— EXTRACT —
┄┄┄┄┄┄┄┄┄┄

I went to the auction this morning. The room was pretty full, but it seemed as though there were only about a half dozen or so folks there that had any intention of bidding. Two platinum units went for $3750 and another went for $3900. Others went for $4000, but Marriott or the Custom House Association were the high bidders on those units. I believe that another bidder purchased a gold unit for around $1500. We were also told that another auction would likely take place in March or April 2012.

From what I saw, I don't think that it's possible to get a platinum unit for any less at this auction since the attorney in charge typically bids the units up to the amount of the maintenance fees that are past due and I would guess that most units at auction are behind at least 2 and more likely 3 or more years in arrears.

They also announced that the units were not eligible for marriott reward points or for membership in the destination program.

I'd be happy to answer any questions that anyone might have.


----------



## pedro47 (Dec 16, 2011)

Also, this sale was publish in the USA newspaper.


----------



## Johnfi (Dec 16, 2011)

I understand the purchase of these resale units aren’t eligible for MR points but had a question about destination points.   If I was already an owner at another property and in the destination points program could I add a resale unit like these since I was always in the program?  I think the answer is no since it’s a mix of the Trust vs Exchange programs but I wanted to double check.

┄┄┄┄┄┄┄┄┄┄

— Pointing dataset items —

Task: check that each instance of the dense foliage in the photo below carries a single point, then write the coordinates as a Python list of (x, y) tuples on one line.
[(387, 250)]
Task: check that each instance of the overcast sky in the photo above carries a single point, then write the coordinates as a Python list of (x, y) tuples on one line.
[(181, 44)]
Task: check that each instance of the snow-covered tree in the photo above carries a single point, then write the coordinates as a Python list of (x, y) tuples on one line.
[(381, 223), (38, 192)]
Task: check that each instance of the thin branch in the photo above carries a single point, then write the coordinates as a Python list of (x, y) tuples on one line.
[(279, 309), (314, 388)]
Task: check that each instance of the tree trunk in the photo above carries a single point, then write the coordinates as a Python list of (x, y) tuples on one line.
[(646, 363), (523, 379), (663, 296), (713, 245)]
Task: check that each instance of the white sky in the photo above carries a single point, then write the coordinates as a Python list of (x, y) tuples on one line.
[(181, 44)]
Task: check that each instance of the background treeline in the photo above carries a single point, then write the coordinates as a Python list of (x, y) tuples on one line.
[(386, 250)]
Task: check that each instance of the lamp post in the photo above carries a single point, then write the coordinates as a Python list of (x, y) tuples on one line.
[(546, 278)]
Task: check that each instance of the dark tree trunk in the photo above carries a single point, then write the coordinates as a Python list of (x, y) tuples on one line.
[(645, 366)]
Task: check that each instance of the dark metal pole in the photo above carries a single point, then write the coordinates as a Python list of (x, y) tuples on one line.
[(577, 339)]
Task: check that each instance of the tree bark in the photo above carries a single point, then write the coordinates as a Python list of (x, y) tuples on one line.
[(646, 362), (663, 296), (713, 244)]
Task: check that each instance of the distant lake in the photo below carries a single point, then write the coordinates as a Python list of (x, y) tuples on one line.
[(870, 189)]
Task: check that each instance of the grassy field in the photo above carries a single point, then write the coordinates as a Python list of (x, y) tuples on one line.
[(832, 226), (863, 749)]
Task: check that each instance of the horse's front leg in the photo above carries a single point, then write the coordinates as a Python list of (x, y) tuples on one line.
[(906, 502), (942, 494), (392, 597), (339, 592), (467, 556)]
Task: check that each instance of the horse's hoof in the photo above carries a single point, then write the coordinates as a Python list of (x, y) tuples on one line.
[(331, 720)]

┄┄┄┄┄┄┄┄┄┄

— LIST OF TASKS —
A. Copy the passage of the auction thread that begins at the words "They also announced" and stops after "the USA newspaper.".
B. Pick up the auction thread after its last sentence and continue writing it.

— RESPONSES BY TASK —
A.
They also announced that the units were not eligible for marriott reward points or for membership in the destination program.

I'd be happy to answer any questions that anyone might have.


----------



## pedro47 (Dec 16, 2011)

Also, this sale was publish in the USA newspaper.

B.
I’m a newbie and unfortunately discovered TUG just after my purchase in November at Frenchman’s Cove so trying to learn all these things after the fact  

BTW in the booklets at our presentation I noticed the T and E on each property and asked about them since it was a slightly older booklet and the sales rep and his mgr said they didn’t know.   I briefly asked about Trust Vs Exchange pools and they didn’t have a good story and I’m hoping it was because they didn’t know rather than hiding things from me.  

In any case I can’t wait to use/trade/rent what I have and learn more about timeshare.

Thanks,
-John


----------



## jtp1947 (Dec 16, 2011)

You are correct, you cannot add a resale unit to the DC program.  Do you mind sharing what you paid for the gold or platinum unit?  Thank you.


----------



## momeason (Dec 22, 2011)

What is the difference between a gold and a platinum unit?


----------



## TheTimeTraveler (Dec 22, 2011)

momeason said:


> What is the difference between a gold and a platinum unit?






Platinum Season is early May thru Late October, and Gold Season is everything else.




.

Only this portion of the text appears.